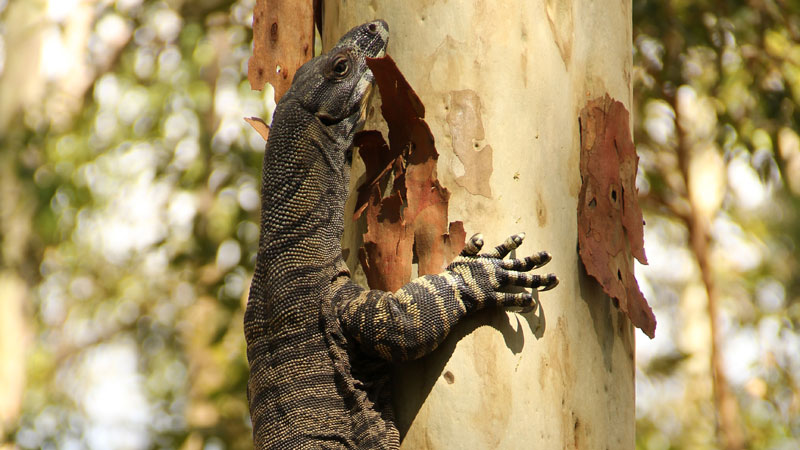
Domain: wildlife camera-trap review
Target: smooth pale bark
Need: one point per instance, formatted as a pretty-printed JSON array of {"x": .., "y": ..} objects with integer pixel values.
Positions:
[{"x": 514, "y": 76}]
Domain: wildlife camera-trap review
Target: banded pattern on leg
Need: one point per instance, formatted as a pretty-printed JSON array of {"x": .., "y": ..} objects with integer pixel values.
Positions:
[{"x": 413, "y": 321}]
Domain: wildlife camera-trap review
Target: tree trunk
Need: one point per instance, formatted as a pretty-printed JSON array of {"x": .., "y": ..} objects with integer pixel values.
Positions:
[{"x": 503, "y": 85}]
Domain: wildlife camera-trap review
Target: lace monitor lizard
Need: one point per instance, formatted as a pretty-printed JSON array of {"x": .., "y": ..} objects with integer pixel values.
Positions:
[{"x": 319, "y": 346}]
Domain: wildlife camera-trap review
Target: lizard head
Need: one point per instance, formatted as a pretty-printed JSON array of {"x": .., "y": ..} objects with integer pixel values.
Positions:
[{"x": 335, "y": 86}]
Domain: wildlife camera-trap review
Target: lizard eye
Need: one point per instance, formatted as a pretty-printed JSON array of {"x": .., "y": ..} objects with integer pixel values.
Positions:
[{"x": 341, "y": 66}]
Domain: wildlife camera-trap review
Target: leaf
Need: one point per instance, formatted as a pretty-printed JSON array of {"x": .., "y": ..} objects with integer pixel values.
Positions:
[{"x": 610, "y": 225}]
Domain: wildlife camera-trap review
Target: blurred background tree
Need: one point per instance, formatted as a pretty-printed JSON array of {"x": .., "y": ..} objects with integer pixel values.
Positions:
[{"x": 129, "y": 207}]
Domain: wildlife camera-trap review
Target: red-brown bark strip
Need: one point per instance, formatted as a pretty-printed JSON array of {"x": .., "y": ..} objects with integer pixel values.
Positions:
[
  {"x": 610, "y": 225},
  {"x": 411, "y": 218},
  {"x": 283, "y": 40}
]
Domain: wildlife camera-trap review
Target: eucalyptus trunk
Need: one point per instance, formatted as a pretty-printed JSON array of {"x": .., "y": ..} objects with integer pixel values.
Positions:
[{"x": 503, "y": 84}]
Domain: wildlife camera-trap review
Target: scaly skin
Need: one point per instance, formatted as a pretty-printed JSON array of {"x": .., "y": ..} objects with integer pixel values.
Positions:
[{"x": 318, "y": 344}]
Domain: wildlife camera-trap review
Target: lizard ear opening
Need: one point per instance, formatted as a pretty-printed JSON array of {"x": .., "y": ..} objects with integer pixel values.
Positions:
[{"x": 327, "y": 119}]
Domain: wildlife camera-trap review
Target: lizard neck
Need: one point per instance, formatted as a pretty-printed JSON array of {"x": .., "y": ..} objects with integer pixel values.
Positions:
[{"x": 304, "y": 189}]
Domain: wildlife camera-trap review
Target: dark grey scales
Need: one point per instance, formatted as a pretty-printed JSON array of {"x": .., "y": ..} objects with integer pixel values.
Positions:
[{"x": 318, "y": 344}]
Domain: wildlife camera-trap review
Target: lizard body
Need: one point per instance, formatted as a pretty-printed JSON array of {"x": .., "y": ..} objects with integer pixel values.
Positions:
[{"x": 318, "y": 344}]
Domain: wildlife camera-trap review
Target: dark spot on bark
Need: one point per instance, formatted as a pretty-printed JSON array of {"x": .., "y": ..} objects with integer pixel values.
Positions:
[
  {"x": 449, "y": 377},
  {"x": 273, "y": 32}
]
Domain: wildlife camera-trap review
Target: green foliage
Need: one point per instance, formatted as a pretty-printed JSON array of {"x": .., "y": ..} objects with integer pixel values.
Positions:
[
  {"x": 716, "y": 95},
  {"x": 129, "y": 193}
]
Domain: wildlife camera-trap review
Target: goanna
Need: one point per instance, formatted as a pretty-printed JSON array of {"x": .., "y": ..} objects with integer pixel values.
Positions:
[{"x": 318, "y": 344}]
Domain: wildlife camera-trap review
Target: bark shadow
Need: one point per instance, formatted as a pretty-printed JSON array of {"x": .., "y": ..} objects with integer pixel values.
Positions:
[{"x": 600, "y": 311}]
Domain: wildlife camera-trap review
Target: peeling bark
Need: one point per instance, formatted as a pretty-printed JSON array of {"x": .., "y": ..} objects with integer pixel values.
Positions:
[
  {"x": 610, "y": 225},
  {"x": 412, "y": 217},
  {"x": 283, "y": 40}
]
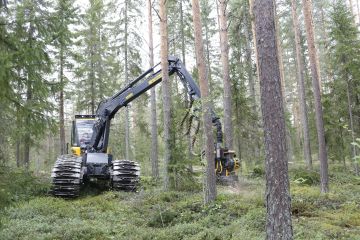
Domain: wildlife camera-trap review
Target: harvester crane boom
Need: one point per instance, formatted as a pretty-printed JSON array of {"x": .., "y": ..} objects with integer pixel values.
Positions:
[{"x": 109, "y": 107}]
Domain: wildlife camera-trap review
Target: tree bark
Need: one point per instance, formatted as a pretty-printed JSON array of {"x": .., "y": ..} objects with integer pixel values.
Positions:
[
  {"x": 127, "y": 114},
  {"x": 154, "y": 132},
  {"x": 301, "y": 88},
  {"x": 61, "y": 103},
  {"x": 354, "y": 152},
  {"x": 249, "y": 71},
  {"x": 282, "y": 78},
  {"x": 166, "y": 91},
  {"x": 324, "y": 178},
  {"x": 278, "y": 203},
  {"x": 210, "y": 180},
  {"x": 224, "y": 46}
]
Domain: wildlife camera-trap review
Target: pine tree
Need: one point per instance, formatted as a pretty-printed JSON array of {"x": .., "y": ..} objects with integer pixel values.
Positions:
[
  {"x": 65, "y": 15},
  {"x": 224, "y": 45},
  {"x": 301, "y": 87},
  {"x": 344, "y": 90},
  {"x": 307, "y": 4},
  {"x": 154, "y": 131},
  {"x": 278, "y": 204},
  {"x": 210, "y": 181},
  {"x": 165, "y": 91}
]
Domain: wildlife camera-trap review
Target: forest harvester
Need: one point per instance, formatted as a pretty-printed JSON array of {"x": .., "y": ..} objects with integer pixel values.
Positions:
[{"x": 90, "y": 158}]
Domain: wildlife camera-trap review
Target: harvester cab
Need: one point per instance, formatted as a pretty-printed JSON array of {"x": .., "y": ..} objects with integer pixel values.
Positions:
[{"x": 81, "y": 132}]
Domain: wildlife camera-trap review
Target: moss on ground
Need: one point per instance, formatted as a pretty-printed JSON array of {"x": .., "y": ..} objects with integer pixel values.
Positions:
[{"x": 238, "y": 213}]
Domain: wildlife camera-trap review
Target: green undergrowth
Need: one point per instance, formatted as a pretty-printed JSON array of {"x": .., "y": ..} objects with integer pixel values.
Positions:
[
  {"x": 19, "y": 185},
  {"x": 238, "y": 213}
]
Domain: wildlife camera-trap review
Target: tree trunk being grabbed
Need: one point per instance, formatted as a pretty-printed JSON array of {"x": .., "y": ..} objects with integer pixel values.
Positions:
[
  {"x": 61, "y": 104},
  {"x": 324, "y": 178},
  {"x": 166, "y": 91},
  {"x": 278, "y": 202},
  {"x": 210, "y": 180},
  {"x": 224, "y": 46},
  {"x": 301, "y": 88},
  {"x": 154, "y": 133}
]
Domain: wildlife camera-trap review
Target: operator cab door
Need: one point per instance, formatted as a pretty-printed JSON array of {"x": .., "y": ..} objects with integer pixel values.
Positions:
[{"x": 82, "y": 129}]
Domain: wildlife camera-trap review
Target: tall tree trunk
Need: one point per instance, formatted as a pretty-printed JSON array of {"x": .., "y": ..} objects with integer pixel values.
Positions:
[
  {"x": 166, "y": 91},
  {"x": 61, "y": 103},
  {"x": 27, "y": 137},
  {"x": 251, "y": 11},
  {"x": 301, "y": 88},
  {"x": 354, "y": 152},
  {"x": 127, "y": 114},
  {"x": 351, "y": 8},
  {"x": 224, "y": 46},
  {"x": 358, "y": 10},
  {"x": 207, "y": 46},
  {"x": 282, "y": 78},
  {"x": 278, "y": 203},
  {"x": 307, "y": 4},
  {"x": 249, "y": 68},
  {"x": 17, "y": 154},
  {"x": 154, "y": 133},
  {"x": 210, "y": 180},
  {"x": 187, "y": 100}
]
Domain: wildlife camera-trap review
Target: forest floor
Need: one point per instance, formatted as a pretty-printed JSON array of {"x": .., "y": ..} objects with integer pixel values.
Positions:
[{"x": 238, "y": 213}]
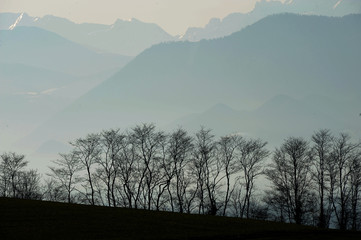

- [DIRECTIVE]: Pick out every line in the records that contains the word "dark", and copy each one. Matches must have the same capitalization.

- [RESULT OF THIS TASK]:
Target: dark grey scales
Target: dark spot on bark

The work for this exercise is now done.